▸ Consigne 1: Peux-tu extraire du texte fourni le passage compris entre « Sa discrétion serait » et « loups, l’a éclairé. », ces deux bornes incluses ?
▸ Consigne 2: Comment traduit-on en anglais cette phrase du texte fourni : « Freud adorait son chien qui le reposait de l’analyse ! » ?

Sa discrétion serait aussi liée à un secret qu’il garde, car “le chien détient un secret sur nous”. En travaillant sur le mythe d’Œdipe et celui d’Eleusis, le philosophe a compris que “les chiens entretenaient un rapport sérieux avec l’inceste, le parricide, la castration, avec la scène primitive”. La lecture du texte de Freud, L’Homme aux loups, l’a éclairé.
Freud adorait son chien qui le reposait de l’analyse !
“Freud adorait son chien qui le reposait de l’analyse ! ‘Un chien est sans ambivalence’, disait-il. Freud suggère surtout que la peur du loup, c’est la peur du chien, car l’homme, enfant, l’a vu copuler par derrière, comme le font les animaux, et il a projeté l’idée que ses parents copulaient comme lui. Avec Freud, nous n’avons pas d’autre choix que de conclure que le petit enfant est construit par une scène animale, canine : la scène de son propre engendrement qu’il n’arrive pas à comprendre et qu’il interprète comme une scène de castration, car il voit de la douleur, et comme une scène de parricide, car il voit le père débander ; c’est la définition de l’inconscient ; le refoulement de la scène primitive ; le refoulement d’un chien originaire.”

▸ Lignes de données:
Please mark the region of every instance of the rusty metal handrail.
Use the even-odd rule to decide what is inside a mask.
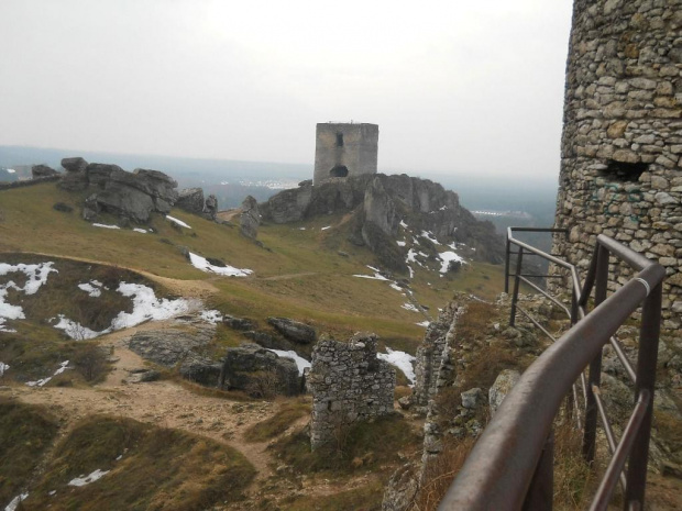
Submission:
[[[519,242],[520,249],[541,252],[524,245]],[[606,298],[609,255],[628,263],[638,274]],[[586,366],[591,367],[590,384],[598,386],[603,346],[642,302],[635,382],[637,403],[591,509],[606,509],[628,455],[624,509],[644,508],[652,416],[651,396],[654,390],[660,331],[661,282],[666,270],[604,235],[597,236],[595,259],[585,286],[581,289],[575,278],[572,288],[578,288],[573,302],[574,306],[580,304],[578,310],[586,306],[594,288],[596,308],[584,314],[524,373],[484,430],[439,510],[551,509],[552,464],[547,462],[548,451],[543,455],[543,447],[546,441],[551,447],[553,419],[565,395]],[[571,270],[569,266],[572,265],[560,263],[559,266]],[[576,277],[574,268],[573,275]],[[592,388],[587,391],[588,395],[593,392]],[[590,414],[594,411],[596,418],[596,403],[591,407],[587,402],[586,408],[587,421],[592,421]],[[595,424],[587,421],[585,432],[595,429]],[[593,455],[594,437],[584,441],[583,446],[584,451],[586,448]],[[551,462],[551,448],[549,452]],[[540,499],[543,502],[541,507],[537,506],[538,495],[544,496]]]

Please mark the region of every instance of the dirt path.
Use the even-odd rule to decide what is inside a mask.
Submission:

▸ Résultat attendu 1:
Sa discrétion serait aussi liée à un secret qu’il garde, car “le chien détient un secret sur nous”. En travaillant sur le mythe d’Œdipe et celui d’Eleusis, le philosophe a compris que “les chiens entretenaient un rapport sérieux avec l’inceste, le parricide, la castration, avec la scène primitive”. La lecture du texte de Freud, L’Homme aux loups, l’a éclairé.

▸ Résultat attendu 2: Freud adored his dog, which gave him a rest from analysis!